# [TASK STATEMENT]
Show every line of the entries below that contains the word "water", copying each such line in full.
>> begin PROVIDED RECORDS
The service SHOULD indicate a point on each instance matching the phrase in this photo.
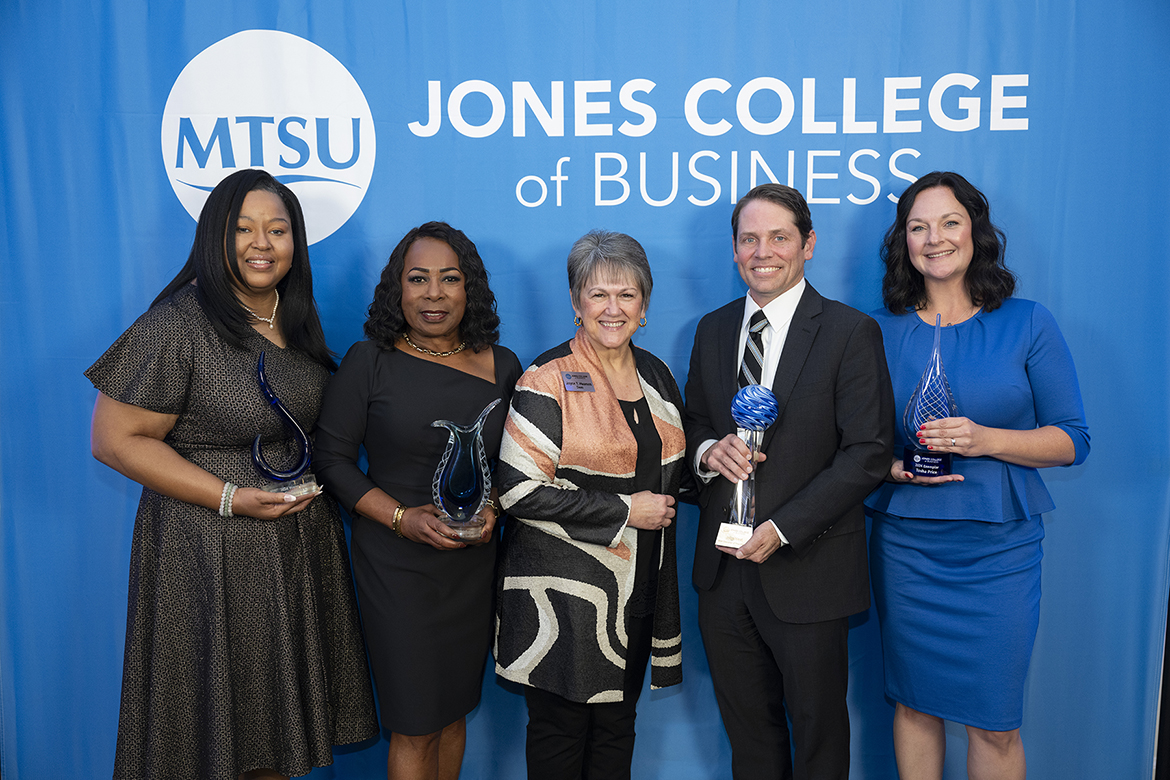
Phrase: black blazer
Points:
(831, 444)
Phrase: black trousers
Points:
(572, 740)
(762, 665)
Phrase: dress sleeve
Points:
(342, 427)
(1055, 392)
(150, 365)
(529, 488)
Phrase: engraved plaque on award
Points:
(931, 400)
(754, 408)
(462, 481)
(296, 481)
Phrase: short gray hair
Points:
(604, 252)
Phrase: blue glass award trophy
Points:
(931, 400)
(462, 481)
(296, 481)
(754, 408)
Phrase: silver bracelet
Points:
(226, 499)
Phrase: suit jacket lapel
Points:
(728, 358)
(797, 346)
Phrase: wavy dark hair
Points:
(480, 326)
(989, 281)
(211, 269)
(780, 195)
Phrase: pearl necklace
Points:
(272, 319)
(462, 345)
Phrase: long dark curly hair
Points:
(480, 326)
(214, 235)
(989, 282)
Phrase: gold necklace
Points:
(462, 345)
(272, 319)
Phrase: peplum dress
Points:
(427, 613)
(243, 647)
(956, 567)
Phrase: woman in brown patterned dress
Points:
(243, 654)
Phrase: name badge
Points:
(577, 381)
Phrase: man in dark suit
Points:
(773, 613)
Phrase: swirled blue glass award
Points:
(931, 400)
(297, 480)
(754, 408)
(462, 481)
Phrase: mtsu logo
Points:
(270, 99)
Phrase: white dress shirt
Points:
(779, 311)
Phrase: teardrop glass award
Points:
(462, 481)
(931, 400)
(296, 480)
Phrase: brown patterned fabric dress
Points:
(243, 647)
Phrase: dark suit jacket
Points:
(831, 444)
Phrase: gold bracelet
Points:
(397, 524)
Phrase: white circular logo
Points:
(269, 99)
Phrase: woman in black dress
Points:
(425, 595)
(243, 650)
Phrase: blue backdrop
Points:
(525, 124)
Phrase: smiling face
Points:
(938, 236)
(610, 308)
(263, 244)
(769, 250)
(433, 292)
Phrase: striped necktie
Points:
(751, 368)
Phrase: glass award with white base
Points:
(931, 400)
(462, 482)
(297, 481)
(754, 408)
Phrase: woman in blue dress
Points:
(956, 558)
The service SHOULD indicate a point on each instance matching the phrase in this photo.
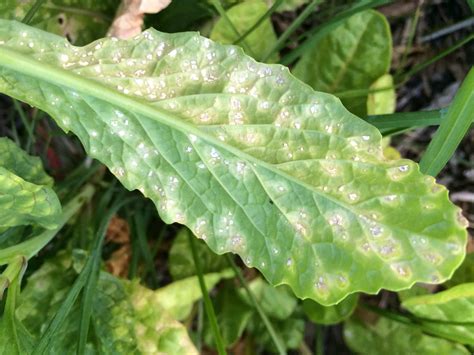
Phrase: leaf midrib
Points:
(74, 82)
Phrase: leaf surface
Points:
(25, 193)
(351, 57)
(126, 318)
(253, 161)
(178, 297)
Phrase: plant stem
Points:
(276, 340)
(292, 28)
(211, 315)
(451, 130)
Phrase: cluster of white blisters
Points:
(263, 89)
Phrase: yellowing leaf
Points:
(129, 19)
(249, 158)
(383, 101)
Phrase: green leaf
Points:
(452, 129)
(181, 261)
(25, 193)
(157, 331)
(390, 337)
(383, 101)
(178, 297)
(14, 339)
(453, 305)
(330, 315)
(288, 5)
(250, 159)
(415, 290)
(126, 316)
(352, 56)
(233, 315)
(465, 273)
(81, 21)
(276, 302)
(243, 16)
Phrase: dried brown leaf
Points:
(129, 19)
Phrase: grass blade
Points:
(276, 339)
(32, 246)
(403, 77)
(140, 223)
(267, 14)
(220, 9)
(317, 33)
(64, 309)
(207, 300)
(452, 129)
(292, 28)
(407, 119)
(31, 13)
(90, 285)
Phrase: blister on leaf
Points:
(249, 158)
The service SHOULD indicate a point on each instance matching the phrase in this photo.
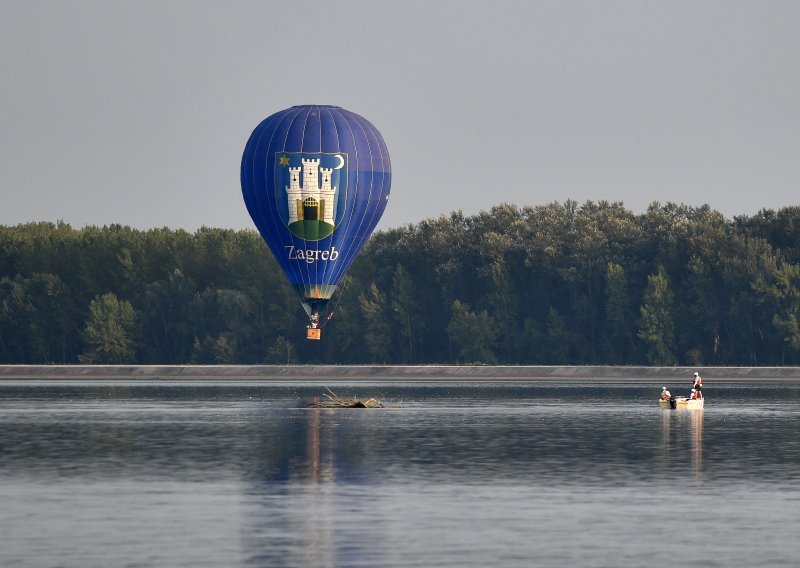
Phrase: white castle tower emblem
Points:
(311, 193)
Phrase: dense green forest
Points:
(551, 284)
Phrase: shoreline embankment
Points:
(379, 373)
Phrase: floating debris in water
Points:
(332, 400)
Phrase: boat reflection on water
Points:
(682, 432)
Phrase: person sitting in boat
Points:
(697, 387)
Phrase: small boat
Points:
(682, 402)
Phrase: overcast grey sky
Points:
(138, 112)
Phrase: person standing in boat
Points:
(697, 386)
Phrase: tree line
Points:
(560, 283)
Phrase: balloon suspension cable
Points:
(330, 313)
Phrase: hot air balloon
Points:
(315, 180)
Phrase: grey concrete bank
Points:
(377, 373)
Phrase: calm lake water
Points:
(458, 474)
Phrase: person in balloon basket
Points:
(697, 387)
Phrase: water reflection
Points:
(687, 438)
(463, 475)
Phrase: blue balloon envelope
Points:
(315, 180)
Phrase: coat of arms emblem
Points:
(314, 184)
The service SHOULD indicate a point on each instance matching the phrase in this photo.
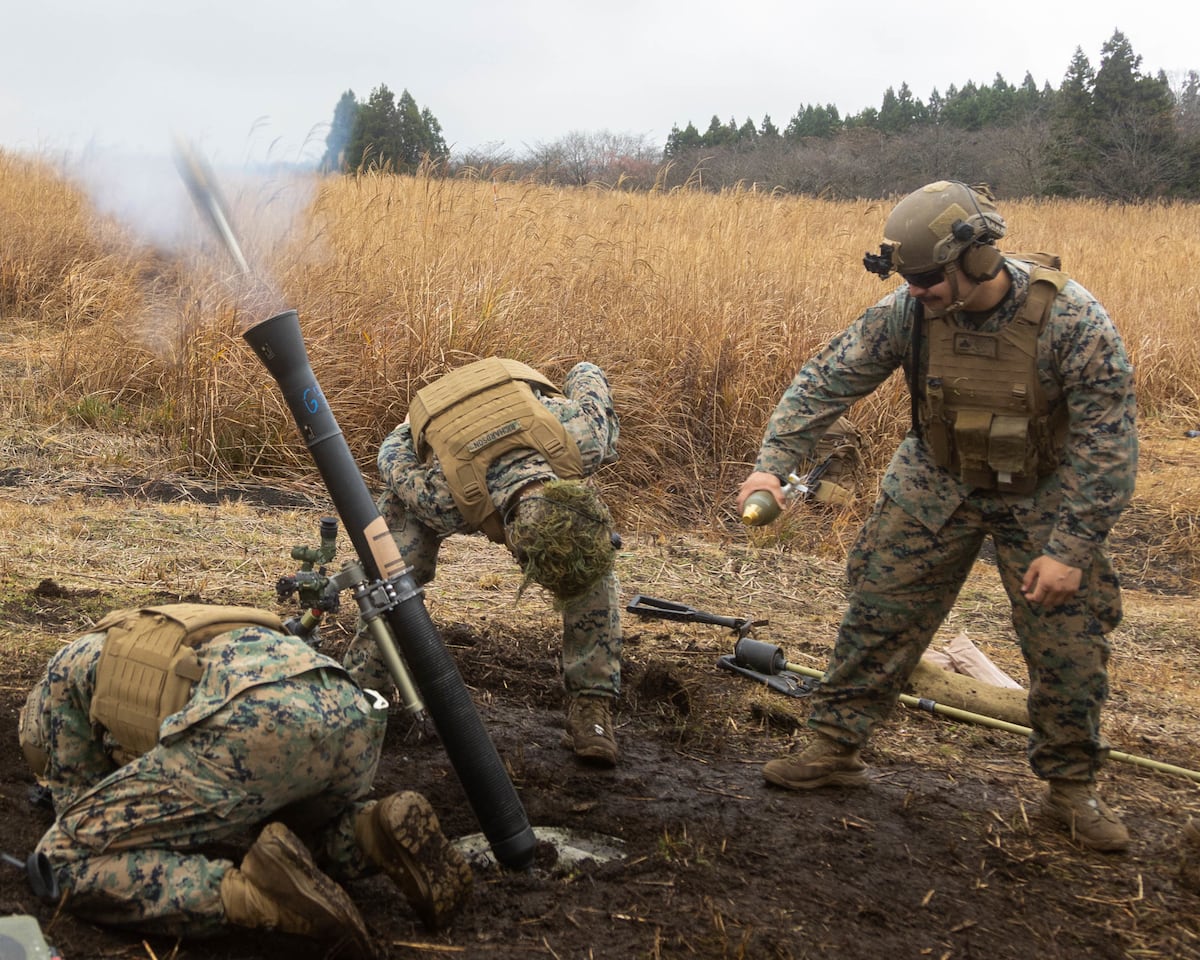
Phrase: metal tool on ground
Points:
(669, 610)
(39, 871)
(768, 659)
>> end PROVIDED RECORDS
>> begin PROVIDED RECORDS
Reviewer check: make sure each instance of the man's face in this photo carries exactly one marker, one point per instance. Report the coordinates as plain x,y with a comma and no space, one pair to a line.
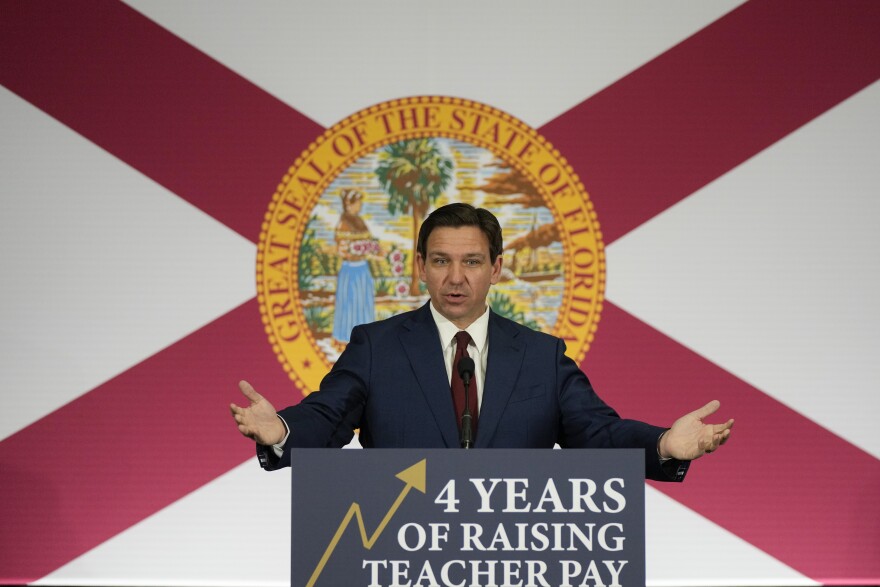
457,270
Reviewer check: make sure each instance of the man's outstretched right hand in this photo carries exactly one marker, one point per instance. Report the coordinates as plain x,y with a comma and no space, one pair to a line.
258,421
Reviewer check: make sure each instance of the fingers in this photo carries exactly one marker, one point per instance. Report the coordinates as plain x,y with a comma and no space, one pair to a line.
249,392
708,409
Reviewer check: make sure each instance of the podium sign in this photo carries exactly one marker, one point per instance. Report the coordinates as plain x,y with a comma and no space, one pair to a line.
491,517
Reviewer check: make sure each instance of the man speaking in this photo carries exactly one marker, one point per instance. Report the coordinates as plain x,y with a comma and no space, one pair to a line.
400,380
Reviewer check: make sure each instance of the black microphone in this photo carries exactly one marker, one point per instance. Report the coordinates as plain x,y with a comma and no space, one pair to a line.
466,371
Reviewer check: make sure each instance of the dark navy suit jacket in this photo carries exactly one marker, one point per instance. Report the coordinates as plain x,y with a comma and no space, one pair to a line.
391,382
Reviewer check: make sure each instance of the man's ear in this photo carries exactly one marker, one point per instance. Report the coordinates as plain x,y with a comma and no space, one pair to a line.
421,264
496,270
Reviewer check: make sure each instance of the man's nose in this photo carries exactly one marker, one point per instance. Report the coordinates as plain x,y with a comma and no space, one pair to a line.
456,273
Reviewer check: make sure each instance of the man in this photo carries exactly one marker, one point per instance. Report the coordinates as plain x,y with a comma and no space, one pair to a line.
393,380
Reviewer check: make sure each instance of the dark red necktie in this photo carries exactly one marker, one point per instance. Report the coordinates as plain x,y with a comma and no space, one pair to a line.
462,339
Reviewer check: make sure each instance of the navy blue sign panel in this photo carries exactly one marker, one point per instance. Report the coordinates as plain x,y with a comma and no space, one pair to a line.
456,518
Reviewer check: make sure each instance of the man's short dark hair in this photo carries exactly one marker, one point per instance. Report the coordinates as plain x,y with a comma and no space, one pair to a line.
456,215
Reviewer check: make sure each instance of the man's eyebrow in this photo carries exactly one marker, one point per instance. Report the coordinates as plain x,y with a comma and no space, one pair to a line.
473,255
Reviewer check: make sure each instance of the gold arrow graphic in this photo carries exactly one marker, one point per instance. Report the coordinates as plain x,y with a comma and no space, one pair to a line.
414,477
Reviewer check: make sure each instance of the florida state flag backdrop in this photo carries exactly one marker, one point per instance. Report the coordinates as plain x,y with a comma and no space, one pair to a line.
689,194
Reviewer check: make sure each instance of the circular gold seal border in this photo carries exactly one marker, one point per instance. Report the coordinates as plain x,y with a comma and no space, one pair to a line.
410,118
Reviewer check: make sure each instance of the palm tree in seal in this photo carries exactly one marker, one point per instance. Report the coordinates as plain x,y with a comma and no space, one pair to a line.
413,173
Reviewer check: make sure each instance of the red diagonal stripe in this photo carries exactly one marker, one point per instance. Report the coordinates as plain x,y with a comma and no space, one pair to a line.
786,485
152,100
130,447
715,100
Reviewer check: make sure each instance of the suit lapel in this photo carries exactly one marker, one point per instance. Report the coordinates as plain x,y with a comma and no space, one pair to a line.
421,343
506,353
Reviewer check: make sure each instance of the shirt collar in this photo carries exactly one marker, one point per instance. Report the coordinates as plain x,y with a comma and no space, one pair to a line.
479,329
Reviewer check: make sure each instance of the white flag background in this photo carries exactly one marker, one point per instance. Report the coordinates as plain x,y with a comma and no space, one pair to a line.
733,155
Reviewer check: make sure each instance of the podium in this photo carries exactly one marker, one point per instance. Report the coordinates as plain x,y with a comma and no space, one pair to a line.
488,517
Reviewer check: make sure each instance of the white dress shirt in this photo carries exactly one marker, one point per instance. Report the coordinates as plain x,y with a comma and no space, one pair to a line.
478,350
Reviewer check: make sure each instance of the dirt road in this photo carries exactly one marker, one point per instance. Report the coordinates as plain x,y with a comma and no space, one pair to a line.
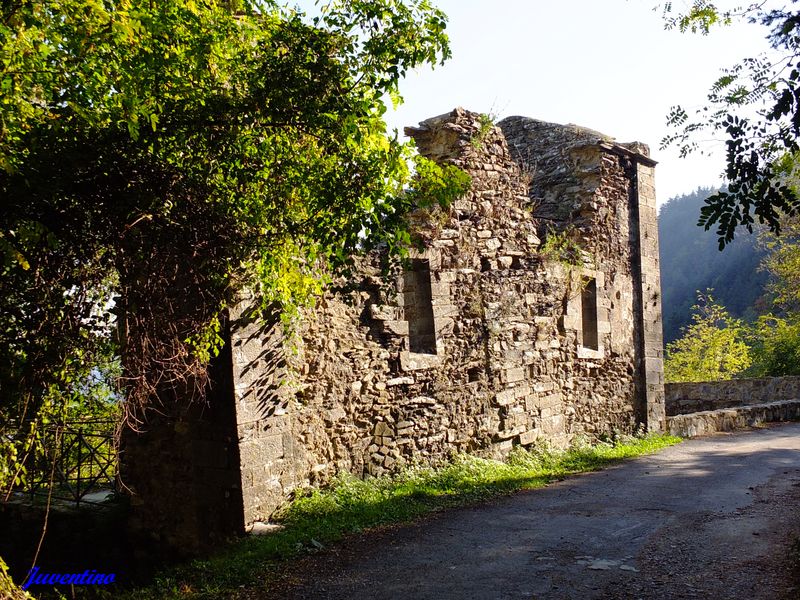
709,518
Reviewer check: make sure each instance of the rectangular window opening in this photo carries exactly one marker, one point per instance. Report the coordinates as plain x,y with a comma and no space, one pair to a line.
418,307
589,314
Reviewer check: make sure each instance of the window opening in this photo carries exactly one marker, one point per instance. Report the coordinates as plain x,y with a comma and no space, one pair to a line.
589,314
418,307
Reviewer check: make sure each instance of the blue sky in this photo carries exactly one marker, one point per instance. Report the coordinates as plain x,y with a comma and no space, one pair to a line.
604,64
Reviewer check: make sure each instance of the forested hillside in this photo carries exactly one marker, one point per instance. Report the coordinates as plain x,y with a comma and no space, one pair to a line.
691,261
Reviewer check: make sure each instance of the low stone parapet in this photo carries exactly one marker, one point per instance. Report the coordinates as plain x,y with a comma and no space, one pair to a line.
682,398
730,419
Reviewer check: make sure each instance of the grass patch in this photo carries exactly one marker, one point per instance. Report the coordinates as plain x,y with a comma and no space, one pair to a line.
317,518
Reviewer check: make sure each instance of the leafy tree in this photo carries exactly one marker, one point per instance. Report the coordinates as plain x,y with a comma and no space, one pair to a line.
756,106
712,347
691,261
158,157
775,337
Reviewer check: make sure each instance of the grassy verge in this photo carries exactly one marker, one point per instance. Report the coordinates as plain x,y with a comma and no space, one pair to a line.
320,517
>> end PROVIDED RECORDS
>> begin PROVIDED RECORDS
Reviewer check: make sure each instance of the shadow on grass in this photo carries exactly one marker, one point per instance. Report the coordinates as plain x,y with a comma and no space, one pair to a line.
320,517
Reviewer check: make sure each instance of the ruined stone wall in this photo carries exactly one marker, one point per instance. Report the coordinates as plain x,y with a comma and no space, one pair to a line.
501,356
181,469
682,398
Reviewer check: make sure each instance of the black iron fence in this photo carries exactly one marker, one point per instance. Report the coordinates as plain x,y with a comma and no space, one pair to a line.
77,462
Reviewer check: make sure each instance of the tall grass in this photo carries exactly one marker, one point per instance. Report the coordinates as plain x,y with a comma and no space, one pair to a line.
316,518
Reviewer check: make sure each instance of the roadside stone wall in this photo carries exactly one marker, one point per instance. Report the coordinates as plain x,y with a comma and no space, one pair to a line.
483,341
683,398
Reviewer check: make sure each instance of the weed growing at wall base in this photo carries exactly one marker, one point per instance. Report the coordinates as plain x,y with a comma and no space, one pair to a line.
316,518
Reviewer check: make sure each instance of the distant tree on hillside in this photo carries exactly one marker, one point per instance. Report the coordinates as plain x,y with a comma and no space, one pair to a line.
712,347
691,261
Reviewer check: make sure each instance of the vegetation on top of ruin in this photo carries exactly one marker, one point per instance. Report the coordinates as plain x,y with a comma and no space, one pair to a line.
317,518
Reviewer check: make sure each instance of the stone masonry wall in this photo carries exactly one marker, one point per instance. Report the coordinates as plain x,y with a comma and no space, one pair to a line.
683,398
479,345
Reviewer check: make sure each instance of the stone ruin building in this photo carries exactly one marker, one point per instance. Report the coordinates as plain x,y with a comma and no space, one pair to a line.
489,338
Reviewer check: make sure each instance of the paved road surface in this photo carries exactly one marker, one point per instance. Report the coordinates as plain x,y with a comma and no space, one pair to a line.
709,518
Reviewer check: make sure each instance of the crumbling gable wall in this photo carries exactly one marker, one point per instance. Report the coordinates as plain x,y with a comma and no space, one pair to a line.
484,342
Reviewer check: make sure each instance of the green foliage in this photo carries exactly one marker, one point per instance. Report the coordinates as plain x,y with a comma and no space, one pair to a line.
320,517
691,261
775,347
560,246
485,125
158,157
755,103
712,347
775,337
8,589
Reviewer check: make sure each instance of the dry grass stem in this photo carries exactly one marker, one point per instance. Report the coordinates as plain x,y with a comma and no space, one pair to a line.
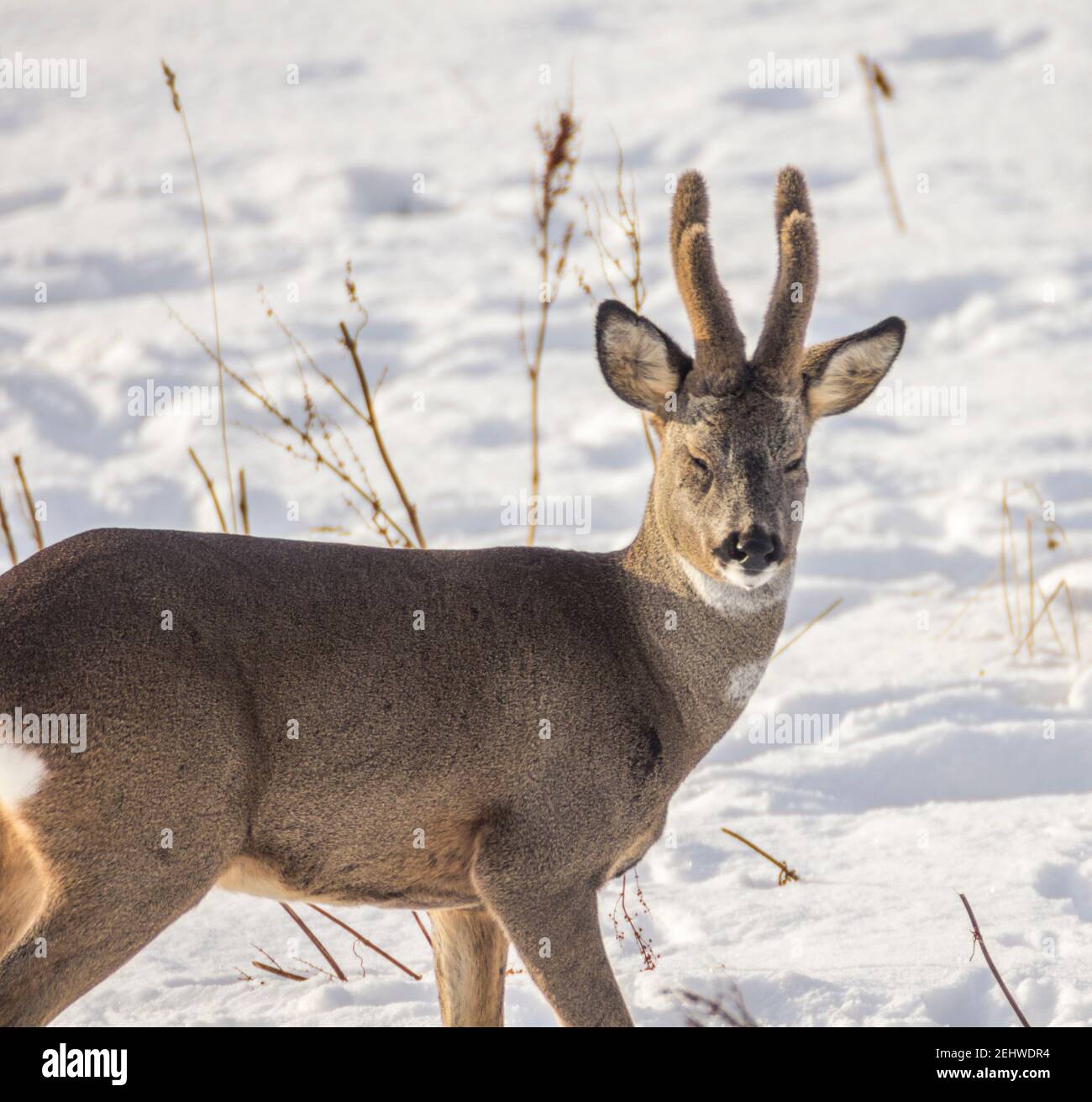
>> end PROVIDED RECORDS
# [TASK SOLUTION]
Phrase: floating debris in water
Phrase: boat reflection on water
Phrase: calm lake water
Phrase: water reflection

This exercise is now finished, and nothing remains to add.